## HOW TO COMPLETE THIS TASK:
Everything from the line that contains "unopened bud in the photo above." to the end of the listing below, both ends included, is to be transcribed word for word, and nothing else.

INFORMATION GIVEN START

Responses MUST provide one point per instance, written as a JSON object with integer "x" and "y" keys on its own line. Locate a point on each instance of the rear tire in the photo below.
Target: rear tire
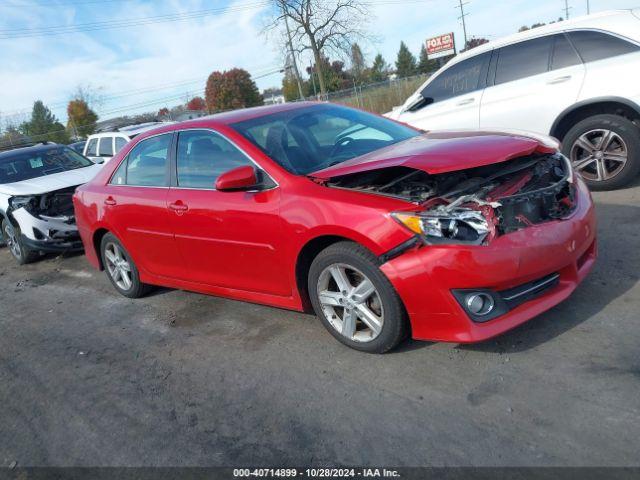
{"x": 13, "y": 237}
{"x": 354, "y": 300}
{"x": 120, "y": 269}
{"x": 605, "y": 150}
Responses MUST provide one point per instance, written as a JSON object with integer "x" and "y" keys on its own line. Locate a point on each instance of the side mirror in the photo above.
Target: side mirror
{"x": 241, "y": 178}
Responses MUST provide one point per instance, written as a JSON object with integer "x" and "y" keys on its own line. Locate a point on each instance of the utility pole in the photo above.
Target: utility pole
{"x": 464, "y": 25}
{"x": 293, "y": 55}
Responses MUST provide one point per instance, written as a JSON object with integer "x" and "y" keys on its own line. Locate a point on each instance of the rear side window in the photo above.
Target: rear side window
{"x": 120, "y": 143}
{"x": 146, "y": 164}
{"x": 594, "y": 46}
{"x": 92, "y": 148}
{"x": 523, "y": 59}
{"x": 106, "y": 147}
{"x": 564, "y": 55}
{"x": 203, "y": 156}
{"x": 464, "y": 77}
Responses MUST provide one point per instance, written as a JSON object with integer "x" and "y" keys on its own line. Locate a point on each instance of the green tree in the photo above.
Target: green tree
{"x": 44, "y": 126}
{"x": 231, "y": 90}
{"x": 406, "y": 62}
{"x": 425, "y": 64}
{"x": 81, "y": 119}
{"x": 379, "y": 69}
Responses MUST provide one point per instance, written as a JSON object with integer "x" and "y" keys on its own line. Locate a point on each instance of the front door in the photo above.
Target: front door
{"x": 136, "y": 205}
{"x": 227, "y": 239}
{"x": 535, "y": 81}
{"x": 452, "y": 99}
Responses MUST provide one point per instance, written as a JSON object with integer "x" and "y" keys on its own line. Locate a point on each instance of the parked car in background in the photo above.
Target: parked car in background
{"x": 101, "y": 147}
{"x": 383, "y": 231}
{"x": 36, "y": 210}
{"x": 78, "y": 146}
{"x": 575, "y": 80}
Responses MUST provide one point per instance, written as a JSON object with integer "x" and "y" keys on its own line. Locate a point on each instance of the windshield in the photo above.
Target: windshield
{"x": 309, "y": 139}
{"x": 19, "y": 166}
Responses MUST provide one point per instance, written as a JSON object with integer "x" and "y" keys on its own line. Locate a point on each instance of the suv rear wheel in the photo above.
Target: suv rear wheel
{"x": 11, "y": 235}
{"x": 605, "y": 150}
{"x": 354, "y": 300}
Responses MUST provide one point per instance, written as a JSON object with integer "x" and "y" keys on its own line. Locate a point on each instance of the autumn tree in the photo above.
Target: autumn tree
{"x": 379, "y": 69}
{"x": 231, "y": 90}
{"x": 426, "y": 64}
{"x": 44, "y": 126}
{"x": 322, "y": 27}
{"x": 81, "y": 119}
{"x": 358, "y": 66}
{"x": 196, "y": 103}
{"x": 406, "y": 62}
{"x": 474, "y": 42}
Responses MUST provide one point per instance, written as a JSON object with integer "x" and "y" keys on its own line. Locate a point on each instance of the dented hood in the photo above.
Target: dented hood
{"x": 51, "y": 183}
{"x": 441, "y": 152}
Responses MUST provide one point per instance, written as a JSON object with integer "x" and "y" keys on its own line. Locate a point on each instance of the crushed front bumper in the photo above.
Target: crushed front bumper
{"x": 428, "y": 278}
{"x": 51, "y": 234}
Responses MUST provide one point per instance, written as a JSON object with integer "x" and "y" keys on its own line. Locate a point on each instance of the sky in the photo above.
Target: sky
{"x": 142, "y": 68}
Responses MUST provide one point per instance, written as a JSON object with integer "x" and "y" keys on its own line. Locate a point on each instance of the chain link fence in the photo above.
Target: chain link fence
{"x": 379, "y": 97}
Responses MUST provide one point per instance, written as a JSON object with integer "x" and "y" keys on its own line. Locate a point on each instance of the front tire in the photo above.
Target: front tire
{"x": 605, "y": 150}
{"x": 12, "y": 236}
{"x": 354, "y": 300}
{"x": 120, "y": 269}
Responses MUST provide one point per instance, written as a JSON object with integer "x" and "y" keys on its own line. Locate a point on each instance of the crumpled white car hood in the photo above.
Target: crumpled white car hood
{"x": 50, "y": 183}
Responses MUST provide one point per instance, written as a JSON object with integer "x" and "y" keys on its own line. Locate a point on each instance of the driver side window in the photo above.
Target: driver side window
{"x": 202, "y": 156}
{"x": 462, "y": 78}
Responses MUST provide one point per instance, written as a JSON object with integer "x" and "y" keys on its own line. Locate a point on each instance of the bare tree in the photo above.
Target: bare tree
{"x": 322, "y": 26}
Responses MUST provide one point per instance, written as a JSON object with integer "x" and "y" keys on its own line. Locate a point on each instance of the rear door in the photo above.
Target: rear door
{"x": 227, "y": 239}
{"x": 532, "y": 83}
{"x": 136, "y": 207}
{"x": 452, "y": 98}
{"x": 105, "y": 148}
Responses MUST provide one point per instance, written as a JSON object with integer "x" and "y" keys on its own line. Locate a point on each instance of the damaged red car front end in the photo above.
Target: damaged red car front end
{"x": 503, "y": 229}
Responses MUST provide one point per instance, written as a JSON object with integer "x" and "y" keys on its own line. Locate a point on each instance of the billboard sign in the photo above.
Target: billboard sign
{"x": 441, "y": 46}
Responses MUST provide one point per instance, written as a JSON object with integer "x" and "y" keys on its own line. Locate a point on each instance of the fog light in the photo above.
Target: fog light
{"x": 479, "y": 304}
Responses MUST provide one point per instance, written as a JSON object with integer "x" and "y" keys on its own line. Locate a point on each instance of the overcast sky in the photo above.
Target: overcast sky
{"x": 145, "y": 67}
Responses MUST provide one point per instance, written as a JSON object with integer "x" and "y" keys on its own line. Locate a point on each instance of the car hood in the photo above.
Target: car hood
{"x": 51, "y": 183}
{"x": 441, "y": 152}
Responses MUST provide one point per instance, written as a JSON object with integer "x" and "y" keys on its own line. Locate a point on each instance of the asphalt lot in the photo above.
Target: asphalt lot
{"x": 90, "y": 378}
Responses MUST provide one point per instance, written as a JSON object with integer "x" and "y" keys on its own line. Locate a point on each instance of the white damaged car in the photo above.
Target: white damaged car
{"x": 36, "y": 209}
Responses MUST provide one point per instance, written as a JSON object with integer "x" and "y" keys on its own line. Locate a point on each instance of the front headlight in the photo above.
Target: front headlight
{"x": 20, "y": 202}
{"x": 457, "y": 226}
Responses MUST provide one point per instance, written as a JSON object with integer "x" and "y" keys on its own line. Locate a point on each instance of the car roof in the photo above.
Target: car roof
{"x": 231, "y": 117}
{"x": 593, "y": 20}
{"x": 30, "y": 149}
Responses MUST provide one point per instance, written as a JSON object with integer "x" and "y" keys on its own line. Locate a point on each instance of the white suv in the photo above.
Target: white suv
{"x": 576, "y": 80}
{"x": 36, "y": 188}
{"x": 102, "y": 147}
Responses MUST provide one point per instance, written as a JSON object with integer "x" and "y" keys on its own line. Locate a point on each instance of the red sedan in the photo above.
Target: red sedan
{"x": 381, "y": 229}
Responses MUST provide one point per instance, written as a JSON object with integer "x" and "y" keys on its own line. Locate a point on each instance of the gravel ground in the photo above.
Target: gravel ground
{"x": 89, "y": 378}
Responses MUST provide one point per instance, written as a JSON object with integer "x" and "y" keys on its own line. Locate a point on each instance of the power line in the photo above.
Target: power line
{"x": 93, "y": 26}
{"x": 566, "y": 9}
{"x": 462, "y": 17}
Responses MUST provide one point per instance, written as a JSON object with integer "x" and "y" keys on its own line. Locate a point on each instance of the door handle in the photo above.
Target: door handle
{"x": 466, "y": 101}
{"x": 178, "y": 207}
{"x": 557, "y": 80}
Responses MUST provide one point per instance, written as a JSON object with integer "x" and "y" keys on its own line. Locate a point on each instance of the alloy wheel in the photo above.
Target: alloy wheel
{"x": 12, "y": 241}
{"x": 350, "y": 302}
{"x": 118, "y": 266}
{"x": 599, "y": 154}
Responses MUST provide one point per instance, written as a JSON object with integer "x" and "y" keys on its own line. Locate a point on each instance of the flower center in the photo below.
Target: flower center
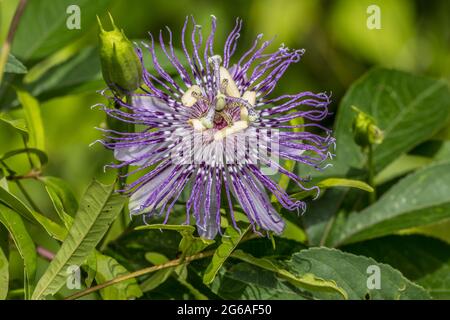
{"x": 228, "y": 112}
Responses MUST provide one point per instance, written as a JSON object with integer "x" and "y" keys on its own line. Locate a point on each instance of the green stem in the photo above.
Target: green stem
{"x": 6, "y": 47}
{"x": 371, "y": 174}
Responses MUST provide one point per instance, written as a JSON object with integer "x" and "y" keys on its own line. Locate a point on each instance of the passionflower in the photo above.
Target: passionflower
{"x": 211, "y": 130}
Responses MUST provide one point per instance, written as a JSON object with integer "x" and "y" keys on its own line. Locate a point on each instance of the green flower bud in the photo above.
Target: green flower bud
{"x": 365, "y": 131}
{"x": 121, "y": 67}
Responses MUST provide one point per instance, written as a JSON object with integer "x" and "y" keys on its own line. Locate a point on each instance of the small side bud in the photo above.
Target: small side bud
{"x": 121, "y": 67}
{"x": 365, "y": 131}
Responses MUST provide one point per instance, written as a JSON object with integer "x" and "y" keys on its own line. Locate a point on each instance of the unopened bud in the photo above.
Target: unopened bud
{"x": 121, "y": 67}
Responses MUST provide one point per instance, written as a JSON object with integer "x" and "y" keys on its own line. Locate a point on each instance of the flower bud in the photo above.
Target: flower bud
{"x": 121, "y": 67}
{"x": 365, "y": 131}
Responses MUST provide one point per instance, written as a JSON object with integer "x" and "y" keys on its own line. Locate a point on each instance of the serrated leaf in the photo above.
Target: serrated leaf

INFORMATION GIVEN END

## WRITTEN ANSWER:
Responses MUST provide one point per instance, written as a JSON object with integer "x" and "y" keys on its own line. Locate a point on each instance of the unopened bud in the photo above.
Target: unopened bud
{"x": 121, "y": 67}
Responses MUST provide one point per instance, written as a JSON object with integer "x" and "y" keys on its own line. Locate a point on each instance of the flower bud in the photo above.
Target: flower bud
{"x": 121, "y": 67}
{"x": 365, "y": 131}
Responses MUST provide one point per instance, written as a JSON object with integer "x" and "y" keys on its own line. Locate a point on each instance of the serrated leaf in the photo above.
Target: serrated leaf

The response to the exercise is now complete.